▶ **To do**
Below are records to be reproduced exactly and in full.

(Text-to-region grounding data)
_ _ _ _ _ _ _

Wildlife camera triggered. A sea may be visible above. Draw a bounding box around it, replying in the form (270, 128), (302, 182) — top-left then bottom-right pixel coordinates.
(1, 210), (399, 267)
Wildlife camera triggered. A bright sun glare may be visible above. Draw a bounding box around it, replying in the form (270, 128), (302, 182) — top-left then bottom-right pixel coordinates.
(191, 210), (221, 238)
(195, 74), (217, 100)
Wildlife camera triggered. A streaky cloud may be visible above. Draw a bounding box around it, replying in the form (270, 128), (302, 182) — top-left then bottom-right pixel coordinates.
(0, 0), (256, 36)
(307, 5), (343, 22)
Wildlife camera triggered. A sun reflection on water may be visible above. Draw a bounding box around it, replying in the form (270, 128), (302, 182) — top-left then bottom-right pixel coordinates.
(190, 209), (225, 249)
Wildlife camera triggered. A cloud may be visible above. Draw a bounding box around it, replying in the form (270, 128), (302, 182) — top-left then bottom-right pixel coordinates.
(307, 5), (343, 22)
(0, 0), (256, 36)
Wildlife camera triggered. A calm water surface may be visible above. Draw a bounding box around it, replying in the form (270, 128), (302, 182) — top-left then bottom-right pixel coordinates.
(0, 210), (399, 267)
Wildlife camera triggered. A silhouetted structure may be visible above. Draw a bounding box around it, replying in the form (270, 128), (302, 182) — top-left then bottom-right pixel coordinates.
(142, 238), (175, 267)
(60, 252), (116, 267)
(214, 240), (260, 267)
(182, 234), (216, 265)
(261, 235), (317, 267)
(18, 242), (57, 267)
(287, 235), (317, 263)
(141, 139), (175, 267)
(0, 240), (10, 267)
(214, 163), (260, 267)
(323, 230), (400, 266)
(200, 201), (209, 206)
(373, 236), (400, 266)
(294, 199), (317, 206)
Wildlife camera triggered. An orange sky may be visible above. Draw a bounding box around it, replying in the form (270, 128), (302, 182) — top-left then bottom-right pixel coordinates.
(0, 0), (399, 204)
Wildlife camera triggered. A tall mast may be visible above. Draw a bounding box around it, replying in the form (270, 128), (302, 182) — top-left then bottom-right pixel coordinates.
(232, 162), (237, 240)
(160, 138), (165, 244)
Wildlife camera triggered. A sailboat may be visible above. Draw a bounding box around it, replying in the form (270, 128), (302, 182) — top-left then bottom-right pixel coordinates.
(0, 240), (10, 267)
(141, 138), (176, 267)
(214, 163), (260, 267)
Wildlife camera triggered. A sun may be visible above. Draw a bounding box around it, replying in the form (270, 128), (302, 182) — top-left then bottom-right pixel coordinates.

_ _ _ _ _ _ _

▶ **Reply to the task**
Wildlife camera triggered. A sea may be visible above. Draw a bounding box around it, replying in the form (270, 128), (302, 182) — top-left then bottom-right pixel coordinates.
(1, 210), (399, 267)
Wildlife camera triggered. A bright sun glare may be visible above. Draw a bounding box around it, replying in the form (270, 128), (302, 182) — top-left then bottom-right pixel coordinates.
(191, 210), (221, 238)
(195, 74), (217, 100)
Wildlife camera triggered. A streaky cloud may be visible above. Draw a bounding box around it, replying in the form (270, 128), (302, 182) — top-left then bottom-right pixel coordinates.
(0, 0), (256, 36)
(307, 5), (343, 22)
Wildlife camera triggered. A sun reflection on water may be visible above. Draw a bounding box around it, replying in the form (270, 128), (302, 182) — top-left then bottom-right pixel coordinates.
(190, 209), (225, 249)
Wildlife camera triggered. A cloud may be visible above. Draw a bounding box around it, replying in the form (270, 128), (302, 182) — top-left then bottom-right pixel coordinates.
(307, 5), (343, 22)
(0, 0), (256, 36)
Wildlife camera triggered. A calm water surface may be visible above. Draw a bounding box around it, replying in the form (270, 128), (302, 182) — top-left then bottom-right pixel coordinates.
(0, 210), (399, 267)
Wildlife camera triggered. A silhouetted structure may be visible above. Draw a bounding box around it, replying in the form (270, 128), (302, 182) — top-left then bottom-right pixel coordinates.
(142, 238), (175, 267)
(60, 252), (116, 267)
(214, 240), (260, 267)
(182, 234), (216, 265)
(261, 235), (317, 267)
(18, 242), (57, 267)
(287, 235), (317, 263)
(141, 139), (175, 267)
(0, 240), (10, 267)
(214, 163), (260, 267)
(323, 230), (400, 266)
(200, 201), (209, 206)
(373, 236), (400, 266)
(294, 199), (317, 206)
Wildlife camera triggered. An orange sky may be visible above. Draw a bounding box around it, replying in the form (270, 128), (302, 182) — top-left then bottom-right pixel coordinates.
(0, 0), (399, 204)
Wildlife camera triggered. A tall mast may be visible above. Draw a bounding box around it, replying in the form (270, 128), (302, 182) — top-left then bottom-right pixel coordinates.
(232, 162), (237, 240)
(160, 138), (165, 244)
Wildlife camera triggered. A sailboat may be visible above. Draw a bounding box around it, replying in the form (270, 128), (302, 182) — top-left then bottom-right pixel coordinates.
(0, 240), (10, 267)
(141, 138), (176, 267)
(214, 163), (260, 267)
Wildlife camera triggered. A sun may be visible above. Draw a bounding box around it, replying in the form (270, 128), (302, 182) — top-left then bottom-right pixel coordinates.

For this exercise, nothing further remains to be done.